Más aún, acusaba a los judíos de fomentar movimientos revolucionarios destinados a “destruir el orden social”.
Incluso advertía sobre los “peligros espirituales” que implicaba tratar con los judíos “en tanto continúe su descreimiento y su animosidad hacia el cristianismo”.
La fecha prevista para publicarla era el 12 de febrero de 1939, pero el Papa murió dos días antes y su documento pasó a la historia como la encíclica que nunca vio la luz.
Menos mal que nunca se difundió. La persecución a los judíos ya había comenzado y su difusión en esos momentos hubiera sido interpretado como un aval del Vaticano a dicha persecución.
En la madrugada del 10 de febrero de 1939, el doctor Francisco Petacci, padre de Clara Petacci, la amante de Mussolini, y el cardenal Eugenio Pacelli, quien a los pocos días sería nombrado Papa con el nombre de Pío XII, tomaron una decisión que nunca antes se había tomado: embalsamar inmediatamente el cadáver.
A esto se agregó que hubo un inexplicable retraso en hacer público su fallecimiento. Hacía ya una hora que había muerto y en la misma Santa Sede todavía rezaban por su salud.
El cardenal francés Eugene Tisserant, miembro destacado de la curia romana y gran maestre de la Orden del Santo Sepulcro de Jerusalén, relató con lujo de detalles en su diario personal lo que sucedió aquella madrugada.
Concretamente, manifestó que Pío XI había sido asesinado con una inyección letal.
Otra muerte sospechosa
A las cinco y media de la mañana del 29 de septiembre de 1978 el reverendo Magee, secretario privado del papa Juan Pablo I, fue a buscarlo en la capilla. Como no lo encontró fue a su habitación. Lo encontró frío, muerto.
Estaba en su cama con la luz encendida y unos papeles en las manos, como si estuviera leyendo.

* Datos sin procesar:
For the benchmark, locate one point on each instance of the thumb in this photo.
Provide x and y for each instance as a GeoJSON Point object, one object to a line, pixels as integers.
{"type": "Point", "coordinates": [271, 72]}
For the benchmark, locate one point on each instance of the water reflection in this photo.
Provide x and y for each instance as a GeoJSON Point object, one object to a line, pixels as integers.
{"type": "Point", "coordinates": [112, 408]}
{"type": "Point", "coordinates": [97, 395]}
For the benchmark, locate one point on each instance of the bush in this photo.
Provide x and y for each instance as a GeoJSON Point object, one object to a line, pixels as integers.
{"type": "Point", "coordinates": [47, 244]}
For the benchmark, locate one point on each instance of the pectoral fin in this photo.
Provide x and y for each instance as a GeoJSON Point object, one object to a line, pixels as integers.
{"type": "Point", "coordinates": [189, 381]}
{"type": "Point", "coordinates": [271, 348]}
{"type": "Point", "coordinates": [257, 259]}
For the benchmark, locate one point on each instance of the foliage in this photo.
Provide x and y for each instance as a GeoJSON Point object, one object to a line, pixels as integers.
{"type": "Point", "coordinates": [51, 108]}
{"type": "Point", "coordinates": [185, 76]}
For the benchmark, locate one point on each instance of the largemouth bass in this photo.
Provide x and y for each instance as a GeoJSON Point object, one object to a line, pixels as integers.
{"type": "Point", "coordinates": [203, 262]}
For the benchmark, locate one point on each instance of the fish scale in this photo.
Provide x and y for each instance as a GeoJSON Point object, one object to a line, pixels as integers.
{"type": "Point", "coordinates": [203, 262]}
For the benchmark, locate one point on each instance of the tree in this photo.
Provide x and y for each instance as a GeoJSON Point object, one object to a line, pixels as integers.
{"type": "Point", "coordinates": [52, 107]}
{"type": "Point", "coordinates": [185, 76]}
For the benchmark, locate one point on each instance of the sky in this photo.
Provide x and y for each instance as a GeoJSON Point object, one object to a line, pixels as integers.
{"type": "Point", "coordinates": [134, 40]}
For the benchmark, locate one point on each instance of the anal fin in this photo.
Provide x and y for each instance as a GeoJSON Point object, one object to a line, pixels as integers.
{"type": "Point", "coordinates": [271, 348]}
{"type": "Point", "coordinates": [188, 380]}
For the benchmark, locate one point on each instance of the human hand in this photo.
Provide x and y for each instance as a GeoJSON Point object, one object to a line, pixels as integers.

* Tarea 1: Resume el texto en dos oraciones.
* Tarea 2: Transcribe literalmente el pasaje del texto que comienza con "La fecha prevista" y sigue hasta "inmediatamente el cadáver.".
Las filas son material aparte, sin relación con el texto.

* Respuesta 1: La encíclica que acusaba a los judíos de fomentar movimientos revolucionarios debía publicarse el 12 de febrero de 1939, pero el Papa murió dos días antes, y el cardenal Eugene Tisserant escribió en su diario que Pío XI había sido asesinado con una inyección letal. El 29 de septiembre de 1978, el reverendo Magee, secretario privado de Juan Pablo I, lo encontró muerto en su cama con la luz encendida y unos papeles en las manos.

* Respuesta 2:
La fecha prevista para publicarla era el 12 de febrero de 1939, pero el Papa murió dos días antes y su documento pasó a la historia como la encíclica que nunca vio la luz.
Menos mal que nunca se difundió. La persecución a los judíos ya había comenzado y su difusión en esos momentos hubiera sido interpretado como un aval del Vaticano a dicha persecución.
En la madrugada del 10 de febrero de 1939, el doctor Francisco Petacci, padre de Clara Petacci, la amante de Mussolini, y el cardenal Eugenio Pacelli, quien a los pocos días sería nombrado Papa con el nombre de Pío XII, tomaron una decisión que nunca antes se había tomado: embalsamar inmediatamente el cadáver.